_WORK REQUEST_: In the records that follow, find each line with "road" and pull it out.
◆ ◆ ◆
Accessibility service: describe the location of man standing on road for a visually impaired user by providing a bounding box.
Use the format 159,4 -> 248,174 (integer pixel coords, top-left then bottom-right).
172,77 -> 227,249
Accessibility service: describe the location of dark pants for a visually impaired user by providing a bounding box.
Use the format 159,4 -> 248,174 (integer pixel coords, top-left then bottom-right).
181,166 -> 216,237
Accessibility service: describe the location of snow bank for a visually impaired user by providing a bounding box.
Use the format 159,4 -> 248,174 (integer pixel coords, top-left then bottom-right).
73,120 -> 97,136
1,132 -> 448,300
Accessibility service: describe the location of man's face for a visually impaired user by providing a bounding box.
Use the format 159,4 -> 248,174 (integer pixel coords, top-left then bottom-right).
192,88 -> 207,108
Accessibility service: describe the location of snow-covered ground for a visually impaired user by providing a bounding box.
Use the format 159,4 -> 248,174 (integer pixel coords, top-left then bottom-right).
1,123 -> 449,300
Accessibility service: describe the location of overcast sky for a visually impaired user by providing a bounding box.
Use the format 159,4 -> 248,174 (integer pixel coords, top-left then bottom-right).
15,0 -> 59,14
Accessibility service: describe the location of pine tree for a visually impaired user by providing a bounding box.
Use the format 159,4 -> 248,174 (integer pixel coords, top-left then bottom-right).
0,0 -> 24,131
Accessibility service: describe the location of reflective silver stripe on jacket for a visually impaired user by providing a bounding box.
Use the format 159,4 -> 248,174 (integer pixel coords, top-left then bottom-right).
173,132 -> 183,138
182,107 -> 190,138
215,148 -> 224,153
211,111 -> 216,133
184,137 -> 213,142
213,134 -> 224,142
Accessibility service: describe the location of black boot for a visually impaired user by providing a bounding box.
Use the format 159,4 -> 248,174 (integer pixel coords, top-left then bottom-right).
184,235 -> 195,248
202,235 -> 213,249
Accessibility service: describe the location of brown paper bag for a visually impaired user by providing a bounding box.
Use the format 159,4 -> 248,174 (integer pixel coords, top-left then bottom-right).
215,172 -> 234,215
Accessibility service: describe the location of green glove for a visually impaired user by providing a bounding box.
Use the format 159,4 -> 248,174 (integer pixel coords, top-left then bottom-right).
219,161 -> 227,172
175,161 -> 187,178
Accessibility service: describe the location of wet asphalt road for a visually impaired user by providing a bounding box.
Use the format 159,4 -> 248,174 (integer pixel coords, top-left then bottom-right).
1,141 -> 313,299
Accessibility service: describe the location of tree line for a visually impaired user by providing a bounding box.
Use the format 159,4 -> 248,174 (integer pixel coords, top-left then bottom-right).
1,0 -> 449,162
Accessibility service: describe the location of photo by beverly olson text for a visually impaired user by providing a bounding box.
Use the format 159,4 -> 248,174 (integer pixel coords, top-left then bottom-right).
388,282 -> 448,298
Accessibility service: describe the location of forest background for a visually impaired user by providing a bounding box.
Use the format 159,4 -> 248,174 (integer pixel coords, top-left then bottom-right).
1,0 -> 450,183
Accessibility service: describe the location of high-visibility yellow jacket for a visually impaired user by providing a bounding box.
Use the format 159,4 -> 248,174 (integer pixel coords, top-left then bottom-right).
◆ ◆ ◆
_YOUR RESPONSE_:
Accessibility service: describe the location of man standing on road for a visually impaired user by providing a bounding box.
Accessibility service: describe the location of wet asphalt road for a visually impaired user by providing a bounding box.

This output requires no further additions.